[Start of Attachment]

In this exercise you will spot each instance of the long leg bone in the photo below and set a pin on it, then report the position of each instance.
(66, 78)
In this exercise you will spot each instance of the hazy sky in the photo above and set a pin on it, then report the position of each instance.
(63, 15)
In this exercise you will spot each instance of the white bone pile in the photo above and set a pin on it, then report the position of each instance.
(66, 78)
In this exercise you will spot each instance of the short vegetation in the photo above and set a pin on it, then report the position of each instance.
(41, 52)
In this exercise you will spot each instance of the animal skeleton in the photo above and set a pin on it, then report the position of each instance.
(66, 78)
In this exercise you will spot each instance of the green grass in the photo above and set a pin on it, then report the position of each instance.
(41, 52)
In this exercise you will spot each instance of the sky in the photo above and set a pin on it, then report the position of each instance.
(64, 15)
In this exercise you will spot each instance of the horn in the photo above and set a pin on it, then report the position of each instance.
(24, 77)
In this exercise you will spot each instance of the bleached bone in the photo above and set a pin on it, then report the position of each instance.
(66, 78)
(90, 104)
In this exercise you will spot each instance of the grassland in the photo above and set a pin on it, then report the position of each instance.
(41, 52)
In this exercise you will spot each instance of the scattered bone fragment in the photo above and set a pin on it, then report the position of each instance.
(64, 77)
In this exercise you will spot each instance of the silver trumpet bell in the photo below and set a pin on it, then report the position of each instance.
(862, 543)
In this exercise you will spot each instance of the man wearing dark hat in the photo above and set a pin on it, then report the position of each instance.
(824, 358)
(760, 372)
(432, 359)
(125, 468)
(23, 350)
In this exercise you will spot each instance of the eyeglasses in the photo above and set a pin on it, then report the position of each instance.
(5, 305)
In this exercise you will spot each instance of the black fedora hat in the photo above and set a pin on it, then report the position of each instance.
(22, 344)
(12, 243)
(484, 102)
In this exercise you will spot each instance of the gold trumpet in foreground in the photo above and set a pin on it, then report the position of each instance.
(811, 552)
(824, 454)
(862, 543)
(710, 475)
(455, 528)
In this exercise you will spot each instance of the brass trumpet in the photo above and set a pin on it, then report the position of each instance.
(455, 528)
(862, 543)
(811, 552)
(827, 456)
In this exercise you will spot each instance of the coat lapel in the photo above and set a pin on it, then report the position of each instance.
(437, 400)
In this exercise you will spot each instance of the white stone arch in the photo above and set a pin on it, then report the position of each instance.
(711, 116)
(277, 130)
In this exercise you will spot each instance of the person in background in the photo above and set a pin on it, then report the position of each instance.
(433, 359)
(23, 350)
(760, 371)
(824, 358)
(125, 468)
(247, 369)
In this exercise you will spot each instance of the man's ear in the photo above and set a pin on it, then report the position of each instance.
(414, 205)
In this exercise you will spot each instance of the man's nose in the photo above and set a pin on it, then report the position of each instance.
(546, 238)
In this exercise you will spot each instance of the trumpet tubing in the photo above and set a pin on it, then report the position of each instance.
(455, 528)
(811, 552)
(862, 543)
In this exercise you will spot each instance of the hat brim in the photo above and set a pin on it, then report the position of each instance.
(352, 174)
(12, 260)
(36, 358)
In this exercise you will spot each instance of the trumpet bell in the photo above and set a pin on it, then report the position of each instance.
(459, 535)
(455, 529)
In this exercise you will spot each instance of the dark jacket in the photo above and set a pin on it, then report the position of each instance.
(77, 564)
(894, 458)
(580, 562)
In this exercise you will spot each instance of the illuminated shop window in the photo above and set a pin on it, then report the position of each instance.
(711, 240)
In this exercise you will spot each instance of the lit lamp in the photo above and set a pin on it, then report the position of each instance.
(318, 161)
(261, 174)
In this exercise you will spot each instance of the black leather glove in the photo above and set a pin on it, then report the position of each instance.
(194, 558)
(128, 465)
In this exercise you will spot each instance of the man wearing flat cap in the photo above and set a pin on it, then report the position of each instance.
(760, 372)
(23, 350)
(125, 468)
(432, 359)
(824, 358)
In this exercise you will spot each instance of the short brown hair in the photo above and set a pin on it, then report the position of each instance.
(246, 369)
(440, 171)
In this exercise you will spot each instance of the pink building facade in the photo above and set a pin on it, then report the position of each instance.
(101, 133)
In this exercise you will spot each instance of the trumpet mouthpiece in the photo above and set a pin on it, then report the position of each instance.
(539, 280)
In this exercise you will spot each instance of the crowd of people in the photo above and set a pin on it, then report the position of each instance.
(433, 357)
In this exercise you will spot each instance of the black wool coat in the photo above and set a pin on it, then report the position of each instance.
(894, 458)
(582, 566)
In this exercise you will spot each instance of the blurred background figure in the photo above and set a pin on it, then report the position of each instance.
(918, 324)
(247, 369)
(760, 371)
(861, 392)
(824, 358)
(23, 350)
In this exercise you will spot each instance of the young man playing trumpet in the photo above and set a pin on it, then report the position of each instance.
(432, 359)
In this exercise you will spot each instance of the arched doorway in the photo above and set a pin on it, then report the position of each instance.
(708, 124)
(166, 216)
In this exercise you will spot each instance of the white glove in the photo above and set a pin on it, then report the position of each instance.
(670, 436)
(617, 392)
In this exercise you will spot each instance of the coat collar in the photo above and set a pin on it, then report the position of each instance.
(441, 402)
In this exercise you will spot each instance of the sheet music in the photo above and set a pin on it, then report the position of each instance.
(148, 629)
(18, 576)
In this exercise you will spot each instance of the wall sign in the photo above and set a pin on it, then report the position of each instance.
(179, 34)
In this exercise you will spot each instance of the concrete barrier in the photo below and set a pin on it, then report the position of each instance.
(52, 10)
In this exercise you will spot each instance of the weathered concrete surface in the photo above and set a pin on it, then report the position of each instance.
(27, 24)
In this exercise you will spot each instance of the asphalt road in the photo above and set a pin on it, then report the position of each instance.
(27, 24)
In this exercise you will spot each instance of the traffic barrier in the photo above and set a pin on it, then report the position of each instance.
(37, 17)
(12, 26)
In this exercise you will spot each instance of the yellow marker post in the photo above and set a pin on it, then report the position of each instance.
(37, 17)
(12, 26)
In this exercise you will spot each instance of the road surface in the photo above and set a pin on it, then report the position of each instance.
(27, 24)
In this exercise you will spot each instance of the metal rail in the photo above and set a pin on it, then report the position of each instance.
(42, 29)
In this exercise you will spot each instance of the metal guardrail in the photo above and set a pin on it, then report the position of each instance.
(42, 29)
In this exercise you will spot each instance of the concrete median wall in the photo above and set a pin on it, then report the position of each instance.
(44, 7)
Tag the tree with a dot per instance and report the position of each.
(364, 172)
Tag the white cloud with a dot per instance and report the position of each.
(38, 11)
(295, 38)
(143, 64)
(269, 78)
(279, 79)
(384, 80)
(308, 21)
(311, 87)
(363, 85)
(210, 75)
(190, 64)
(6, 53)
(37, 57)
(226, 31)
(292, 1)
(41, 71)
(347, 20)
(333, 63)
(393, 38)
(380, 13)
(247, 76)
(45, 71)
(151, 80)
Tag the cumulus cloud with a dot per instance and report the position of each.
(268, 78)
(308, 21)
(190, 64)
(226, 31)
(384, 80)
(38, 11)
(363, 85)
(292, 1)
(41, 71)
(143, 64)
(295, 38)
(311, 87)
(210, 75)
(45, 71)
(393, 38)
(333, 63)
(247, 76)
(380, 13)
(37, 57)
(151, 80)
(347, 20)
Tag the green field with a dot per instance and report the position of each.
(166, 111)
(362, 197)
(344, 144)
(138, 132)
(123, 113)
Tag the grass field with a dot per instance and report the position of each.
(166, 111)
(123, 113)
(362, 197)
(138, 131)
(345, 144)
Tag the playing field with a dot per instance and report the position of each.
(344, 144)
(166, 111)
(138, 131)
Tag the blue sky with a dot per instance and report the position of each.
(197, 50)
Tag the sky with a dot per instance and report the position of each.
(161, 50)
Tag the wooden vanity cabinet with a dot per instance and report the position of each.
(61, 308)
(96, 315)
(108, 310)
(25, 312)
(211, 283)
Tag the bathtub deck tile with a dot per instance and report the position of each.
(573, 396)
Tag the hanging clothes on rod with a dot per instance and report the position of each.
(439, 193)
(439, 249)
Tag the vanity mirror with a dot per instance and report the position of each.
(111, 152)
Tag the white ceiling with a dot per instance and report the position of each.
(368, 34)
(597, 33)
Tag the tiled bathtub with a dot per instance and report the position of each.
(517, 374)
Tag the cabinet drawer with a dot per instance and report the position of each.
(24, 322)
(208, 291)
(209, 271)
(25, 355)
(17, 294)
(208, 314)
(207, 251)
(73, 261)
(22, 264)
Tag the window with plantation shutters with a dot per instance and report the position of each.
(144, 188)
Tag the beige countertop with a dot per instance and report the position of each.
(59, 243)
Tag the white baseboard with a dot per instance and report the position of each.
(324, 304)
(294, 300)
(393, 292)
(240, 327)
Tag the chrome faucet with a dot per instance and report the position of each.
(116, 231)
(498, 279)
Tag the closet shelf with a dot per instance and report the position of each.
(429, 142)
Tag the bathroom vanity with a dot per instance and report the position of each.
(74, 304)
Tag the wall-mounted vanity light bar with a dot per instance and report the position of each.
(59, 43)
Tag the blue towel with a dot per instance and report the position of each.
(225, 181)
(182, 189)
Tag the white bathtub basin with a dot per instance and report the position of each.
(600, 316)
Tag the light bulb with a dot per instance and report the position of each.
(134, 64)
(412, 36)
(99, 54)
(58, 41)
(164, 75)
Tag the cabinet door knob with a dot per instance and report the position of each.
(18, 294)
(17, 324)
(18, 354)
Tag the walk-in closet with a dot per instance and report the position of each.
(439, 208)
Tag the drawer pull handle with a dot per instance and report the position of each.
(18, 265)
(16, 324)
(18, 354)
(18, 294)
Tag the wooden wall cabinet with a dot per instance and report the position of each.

[End of Attachment]

**YOUR ASSIGNMENT**
From the line with "Tag the light" through the last line of the records, set down every line exactly as written and leave out all others.

**WRITTEN ANSWER**
Tag the light bulb with a dot per instance and report the position of each.
(134, 64)
(412, 36)
(99, 54)
(58, 41)
(164, 75)
Tag the cabinet door knob with a dot per instance and report the position of each.
(18, 294)
(17, 324)
(18, 354)
Tag the walk-in closet with a dot per instance and report the position of each.
(439, 208)
Tag the drawer pull handle with a dot per instance and report the position of each.
(18, 265)
(16, 324)
(18, 354)
(18, 294)
Tag the wooden wall cabinet with a dot per instance and report the position of each.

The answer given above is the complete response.